→ **Exercise brief**
Begin at the line that contains "In this exercise you will mark the calm" and stop after the last line of the material, then write out every line in that range again, including the requests. Multiply each pixel coordinate in the answers by 1.05 and round it to a whole number, rounding halves up; leave all numbers in the requests unchanged.

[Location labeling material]
____

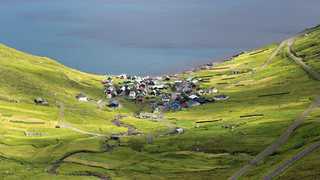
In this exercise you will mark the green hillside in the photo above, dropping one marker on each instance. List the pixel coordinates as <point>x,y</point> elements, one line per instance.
<point>273,101</point>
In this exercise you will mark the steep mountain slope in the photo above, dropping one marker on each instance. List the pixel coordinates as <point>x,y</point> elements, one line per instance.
<point>273,101</point>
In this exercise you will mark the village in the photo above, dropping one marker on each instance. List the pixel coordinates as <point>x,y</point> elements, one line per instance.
<point>165,93</point>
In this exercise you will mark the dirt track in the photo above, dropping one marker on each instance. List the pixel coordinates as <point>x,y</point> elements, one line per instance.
<point>285,165</point>
<point>276,145</point>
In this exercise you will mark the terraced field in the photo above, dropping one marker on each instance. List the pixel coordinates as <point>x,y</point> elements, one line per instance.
<point>73,142</point>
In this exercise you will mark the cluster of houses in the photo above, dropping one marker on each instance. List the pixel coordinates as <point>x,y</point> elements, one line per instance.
<point>162,93</point>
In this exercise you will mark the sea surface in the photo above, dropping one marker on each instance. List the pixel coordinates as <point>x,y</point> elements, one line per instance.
<point>148,37</point>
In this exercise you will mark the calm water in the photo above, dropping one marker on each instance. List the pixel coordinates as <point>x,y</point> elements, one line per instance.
<point>148,36</point>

____

→ **Expected output**
In this exercise you will mark the calm water in the photo above, dropping one marker on each instance. List the pixel coordinates as <point>x,y</point> elements, one line per instance.
<point>155,38</point>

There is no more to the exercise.